▸ **EXERCISE AIM**
Rewrite every line from the one with "[spot] the white painted" through the end of the items, adding 67 to both numbers in each coordinate pair and leaving all other lines unchanged.

▸ **RECORDS FOR THE EXERCISE**

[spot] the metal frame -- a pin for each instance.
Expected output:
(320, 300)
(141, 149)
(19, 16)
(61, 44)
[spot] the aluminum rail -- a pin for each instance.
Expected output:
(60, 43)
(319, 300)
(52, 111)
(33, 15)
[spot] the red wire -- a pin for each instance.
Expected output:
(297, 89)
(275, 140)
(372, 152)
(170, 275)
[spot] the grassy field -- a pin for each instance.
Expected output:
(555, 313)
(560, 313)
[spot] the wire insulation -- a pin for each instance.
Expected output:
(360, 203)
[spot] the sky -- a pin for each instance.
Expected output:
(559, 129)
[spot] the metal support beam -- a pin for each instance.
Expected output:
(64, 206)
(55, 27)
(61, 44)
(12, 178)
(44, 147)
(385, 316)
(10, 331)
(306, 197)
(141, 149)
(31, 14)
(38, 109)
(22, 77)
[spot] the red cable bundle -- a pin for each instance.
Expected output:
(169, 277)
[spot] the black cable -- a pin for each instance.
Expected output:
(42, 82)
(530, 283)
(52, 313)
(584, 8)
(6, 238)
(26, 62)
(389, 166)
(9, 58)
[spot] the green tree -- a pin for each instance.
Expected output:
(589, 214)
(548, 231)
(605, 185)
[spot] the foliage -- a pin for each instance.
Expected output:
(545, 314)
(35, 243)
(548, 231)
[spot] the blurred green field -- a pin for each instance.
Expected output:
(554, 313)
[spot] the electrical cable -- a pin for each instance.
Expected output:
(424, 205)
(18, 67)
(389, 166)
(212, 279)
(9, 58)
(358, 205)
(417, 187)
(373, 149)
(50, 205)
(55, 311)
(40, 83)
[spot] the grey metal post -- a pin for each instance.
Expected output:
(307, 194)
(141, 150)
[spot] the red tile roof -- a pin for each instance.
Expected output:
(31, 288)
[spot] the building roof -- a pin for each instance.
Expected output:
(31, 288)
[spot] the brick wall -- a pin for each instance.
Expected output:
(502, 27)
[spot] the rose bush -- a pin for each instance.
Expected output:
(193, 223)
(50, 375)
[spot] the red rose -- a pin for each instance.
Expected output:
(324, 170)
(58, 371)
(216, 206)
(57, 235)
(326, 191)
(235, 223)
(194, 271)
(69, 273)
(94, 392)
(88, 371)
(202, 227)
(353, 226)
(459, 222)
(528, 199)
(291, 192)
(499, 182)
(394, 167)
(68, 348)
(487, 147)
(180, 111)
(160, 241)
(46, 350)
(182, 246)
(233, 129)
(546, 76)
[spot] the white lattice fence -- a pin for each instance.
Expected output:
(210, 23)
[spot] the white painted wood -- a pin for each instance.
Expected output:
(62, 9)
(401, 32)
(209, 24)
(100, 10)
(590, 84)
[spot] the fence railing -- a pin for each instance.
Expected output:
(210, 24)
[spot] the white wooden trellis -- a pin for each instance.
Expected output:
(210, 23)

▸ **OUTPUT FOR THIS TASK**
[spot] the white painted wood -- a pin for each instance.
Expected output:
(129, 76)
(468, 99)
(276, 91)
(167, 77)
(657, 151)
[spot] the fence railing -- a pin for each instance.
Expected output:
(277, 91)
[spot] the white wooden trellis -- a pin for each instance.
Expected output:
(277, 90)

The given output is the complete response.